- _GIVEN EXERCISE_: Pick out each line of the data below that contains the string "dock" and copy it. Case matters.

- _RECORDS FOR THE TASK_:
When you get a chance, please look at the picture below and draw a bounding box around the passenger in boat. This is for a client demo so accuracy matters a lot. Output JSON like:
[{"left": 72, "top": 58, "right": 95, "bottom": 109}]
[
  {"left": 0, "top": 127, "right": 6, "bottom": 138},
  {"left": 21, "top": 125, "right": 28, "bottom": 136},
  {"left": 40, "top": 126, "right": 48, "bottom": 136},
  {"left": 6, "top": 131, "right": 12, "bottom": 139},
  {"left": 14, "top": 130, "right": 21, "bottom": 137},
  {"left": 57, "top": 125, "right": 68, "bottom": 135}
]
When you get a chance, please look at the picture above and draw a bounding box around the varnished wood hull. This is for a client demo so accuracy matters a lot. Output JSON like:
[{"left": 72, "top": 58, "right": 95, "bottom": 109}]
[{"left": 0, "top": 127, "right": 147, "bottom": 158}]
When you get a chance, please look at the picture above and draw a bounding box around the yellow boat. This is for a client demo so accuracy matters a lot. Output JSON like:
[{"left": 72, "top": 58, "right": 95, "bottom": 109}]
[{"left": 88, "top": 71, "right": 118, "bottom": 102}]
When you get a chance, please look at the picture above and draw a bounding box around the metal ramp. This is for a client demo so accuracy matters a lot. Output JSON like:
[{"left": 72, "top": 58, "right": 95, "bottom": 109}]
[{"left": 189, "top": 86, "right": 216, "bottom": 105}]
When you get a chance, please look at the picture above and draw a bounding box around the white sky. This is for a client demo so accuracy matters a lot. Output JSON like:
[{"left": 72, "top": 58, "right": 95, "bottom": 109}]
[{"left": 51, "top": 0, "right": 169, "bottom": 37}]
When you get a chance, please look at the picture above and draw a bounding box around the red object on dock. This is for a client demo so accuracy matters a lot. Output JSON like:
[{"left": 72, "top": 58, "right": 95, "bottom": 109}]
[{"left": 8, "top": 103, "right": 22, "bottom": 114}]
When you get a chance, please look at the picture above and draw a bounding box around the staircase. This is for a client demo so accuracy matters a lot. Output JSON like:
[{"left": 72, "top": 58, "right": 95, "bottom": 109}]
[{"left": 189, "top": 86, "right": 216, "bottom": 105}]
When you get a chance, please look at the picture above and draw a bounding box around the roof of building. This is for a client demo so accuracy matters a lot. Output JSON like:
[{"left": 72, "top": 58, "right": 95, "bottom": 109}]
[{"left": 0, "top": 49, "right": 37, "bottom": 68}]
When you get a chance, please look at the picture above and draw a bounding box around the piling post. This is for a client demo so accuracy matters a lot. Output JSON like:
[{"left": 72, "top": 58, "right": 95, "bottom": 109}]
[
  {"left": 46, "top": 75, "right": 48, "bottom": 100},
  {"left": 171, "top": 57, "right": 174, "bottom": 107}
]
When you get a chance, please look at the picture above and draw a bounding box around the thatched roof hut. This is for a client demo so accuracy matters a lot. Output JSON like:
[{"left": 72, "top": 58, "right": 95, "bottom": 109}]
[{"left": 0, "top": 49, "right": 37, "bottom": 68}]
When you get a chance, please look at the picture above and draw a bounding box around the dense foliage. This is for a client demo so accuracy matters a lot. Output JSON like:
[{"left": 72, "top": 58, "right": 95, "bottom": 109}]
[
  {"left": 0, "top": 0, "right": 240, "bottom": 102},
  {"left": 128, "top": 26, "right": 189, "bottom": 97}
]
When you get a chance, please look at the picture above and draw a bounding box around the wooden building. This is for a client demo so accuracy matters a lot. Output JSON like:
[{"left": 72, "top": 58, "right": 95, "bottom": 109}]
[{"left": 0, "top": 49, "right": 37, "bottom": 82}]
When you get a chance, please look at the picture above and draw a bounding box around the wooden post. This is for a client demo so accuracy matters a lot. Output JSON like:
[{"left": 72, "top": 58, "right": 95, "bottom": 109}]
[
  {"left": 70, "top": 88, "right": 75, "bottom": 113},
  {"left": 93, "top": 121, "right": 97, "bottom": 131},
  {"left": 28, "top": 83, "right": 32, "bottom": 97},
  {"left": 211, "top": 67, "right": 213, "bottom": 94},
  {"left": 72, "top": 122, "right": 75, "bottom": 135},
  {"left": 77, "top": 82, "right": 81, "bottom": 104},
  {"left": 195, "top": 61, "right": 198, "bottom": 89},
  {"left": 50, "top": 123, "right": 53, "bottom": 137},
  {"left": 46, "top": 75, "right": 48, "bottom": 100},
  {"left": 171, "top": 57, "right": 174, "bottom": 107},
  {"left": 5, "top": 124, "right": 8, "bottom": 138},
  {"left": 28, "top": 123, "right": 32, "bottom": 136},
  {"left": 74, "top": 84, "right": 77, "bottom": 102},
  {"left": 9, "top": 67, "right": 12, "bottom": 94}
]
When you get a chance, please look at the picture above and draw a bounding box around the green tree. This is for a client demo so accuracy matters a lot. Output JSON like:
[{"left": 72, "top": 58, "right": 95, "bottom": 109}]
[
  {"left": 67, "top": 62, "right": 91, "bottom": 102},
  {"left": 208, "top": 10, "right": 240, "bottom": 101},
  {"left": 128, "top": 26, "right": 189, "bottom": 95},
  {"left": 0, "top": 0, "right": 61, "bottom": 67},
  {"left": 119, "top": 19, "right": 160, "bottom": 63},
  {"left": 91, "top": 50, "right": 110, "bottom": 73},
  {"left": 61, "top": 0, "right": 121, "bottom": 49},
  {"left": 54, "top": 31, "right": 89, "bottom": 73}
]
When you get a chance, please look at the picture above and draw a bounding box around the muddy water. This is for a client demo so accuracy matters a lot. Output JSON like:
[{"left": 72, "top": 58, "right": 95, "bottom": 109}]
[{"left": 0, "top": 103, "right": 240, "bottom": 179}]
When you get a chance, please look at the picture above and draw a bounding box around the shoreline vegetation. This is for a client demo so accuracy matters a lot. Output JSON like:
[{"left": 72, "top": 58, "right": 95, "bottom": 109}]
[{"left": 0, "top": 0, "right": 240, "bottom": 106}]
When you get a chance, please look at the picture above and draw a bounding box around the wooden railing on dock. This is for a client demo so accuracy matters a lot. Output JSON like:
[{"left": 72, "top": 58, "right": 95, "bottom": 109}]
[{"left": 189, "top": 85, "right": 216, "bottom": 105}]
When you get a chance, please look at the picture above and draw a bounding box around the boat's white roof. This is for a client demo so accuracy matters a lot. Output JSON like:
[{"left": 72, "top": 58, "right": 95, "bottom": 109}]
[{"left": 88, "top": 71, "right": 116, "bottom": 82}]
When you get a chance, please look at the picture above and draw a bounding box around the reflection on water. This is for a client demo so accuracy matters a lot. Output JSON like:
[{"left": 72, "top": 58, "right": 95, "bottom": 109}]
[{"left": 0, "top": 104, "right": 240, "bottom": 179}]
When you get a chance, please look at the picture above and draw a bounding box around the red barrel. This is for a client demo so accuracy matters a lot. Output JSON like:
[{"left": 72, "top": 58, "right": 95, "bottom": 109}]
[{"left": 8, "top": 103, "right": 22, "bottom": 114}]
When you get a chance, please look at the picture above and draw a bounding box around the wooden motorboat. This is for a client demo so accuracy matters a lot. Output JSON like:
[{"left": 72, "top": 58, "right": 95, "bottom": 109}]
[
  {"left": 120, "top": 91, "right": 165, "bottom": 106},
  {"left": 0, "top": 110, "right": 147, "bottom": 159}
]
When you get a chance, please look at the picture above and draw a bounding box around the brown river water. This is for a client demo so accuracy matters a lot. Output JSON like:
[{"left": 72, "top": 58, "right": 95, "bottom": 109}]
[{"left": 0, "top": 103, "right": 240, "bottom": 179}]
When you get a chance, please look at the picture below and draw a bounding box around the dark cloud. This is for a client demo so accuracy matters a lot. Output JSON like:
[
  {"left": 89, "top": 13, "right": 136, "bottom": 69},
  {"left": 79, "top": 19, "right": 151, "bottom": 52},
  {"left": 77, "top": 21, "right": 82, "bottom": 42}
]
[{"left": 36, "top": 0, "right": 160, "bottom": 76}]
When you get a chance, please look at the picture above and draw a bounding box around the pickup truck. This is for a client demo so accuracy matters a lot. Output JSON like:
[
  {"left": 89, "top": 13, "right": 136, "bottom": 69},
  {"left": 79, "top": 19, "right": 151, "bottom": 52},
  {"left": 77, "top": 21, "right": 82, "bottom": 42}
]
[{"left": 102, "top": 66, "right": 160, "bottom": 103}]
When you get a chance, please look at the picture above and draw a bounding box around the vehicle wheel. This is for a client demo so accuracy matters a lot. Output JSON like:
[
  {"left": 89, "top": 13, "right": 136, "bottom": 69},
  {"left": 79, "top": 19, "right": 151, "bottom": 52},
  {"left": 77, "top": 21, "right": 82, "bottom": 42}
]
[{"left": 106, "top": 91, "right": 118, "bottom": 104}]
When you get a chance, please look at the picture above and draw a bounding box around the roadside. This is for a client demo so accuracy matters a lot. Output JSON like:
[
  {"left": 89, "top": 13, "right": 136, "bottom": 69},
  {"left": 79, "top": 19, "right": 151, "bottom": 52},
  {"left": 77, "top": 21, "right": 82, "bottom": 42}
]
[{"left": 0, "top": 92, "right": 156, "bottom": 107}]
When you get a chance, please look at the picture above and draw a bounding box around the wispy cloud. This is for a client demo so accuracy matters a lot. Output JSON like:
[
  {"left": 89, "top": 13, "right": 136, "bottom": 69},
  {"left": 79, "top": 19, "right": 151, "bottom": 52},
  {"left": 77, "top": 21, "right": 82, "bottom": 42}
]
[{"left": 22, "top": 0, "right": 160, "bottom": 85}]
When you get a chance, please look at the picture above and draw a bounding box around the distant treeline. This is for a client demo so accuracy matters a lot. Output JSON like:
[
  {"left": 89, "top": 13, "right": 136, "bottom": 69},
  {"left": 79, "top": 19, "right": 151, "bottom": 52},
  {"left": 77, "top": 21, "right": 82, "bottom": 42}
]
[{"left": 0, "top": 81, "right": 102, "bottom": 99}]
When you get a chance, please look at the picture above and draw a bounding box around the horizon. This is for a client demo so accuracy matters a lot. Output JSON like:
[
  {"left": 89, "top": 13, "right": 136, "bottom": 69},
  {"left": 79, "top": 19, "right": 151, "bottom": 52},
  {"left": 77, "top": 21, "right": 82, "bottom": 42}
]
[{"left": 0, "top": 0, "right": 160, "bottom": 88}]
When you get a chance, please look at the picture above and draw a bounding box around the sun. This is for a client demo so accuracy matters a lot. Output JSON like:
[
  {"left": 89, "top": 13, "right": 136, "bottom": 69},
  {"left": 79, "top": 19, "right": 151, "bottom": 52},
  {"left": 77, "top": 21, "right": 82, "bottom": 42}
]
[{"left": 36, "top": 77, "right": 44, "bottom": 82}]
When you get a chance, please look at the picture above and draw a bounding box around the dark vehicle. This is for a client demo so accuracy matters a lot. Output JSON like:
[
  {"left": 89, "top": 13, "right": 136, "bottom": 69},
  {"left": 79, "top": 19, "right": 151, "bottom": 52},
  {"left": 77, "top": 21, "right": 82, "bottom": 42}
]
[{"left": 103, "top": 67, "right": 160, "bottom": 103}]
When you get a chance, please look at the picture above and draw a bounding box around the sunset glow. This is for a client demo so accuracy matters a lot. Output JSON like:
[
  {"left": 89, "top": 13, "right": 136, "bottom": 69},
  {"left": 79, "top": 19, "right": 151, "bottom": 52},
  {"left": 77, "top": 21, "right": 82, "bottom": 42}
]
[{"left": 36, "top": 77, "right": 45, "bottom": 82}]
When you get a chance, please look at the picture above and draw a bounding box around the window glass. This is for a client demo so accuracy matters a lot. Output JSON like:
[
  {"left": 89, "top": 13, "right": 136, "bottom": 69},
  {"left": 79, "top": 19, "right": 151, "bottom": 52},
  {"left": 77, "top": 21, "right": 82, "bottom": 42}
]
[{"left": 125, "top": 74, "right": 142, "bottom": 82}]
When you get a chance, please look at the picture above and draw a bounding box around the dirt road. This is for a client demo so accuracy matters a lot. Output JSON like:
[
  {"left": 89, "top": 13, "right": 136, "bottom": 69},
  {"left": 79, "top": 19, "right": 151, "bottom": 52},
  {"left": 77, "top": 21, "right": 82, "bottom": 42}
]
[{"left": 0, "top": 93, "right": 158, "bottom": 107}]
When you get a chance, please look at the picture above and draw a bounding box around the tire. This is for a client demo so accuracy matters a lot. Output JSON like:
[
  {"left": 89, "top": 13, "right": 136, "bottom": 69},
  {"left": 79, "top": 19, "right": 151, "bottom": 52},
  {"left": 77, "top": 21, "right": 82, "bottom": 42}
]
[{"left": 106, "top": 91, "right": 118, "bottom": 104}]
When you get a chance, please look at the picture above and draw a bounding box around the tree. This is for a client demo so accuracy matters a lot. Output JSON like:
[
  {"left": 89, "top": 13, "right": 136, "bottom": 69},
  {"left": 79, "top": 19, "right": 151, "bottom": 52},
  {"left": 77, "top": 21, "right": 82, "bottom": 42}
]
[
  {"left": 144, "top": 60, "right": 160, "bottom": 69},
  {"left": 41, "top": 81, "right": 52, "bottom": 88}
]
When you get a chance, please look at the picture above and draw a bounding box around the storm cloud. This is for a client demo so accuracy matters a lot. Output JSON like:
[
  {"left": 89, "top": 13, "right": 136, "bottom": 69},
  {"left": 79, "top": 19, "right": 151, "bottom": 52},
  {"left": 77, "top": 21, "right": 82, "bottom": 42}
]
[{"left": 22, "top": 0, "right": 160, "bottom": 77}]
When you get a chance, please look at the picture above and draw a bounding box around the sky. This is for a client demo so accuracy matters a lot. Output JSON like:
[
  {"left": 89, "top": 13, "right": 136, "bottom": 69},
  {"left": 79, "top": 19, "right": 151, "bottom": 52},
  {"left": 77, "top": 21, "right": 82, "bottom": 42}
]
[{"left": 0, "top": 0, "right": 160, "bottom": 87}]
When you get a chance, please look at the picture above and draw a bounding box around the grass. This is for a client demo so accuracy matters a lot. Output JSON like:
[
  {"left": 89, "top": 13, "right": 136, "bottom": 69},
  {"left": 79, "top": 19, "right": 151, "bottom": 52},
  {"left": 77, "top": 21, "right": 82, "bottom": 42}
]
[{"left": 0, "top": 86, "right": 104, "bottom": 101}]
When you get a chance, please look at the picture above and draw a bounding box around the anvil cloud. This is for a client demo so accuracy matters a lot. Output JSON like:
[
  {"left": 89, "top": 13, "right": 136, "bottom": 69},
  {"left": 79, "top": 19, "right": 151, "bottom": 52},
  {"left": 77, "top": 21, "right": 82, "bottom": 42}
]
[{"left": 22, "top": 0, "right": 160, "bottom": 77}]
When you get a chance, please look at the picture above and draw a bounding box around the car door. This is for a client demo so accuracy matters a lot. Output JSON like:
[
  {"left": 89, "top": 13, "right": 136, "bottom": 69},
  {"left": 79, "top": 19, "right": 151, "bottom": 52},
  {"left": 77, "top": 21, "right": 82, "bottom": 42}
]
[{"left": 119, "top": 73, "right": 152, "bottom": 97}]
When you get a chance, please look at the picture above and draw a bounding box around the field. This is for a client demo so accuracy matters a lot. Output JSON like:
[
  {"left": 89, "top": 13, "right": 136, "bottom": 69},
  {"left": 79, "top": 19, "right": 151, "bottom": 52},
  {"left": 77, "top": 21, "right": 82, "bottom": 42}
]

- _THE SOLUTION_:
When you get a chance, please look at the picture above and draw a bounding box around the red object on dock. This is for a client demo so accuracy matters a lot. Output JSON like:
When you get a chance, please look at the picture above and draw a bounding box around the wooden railing on dock. This is for a client demo so accuracy matters a lot. Output JSON like:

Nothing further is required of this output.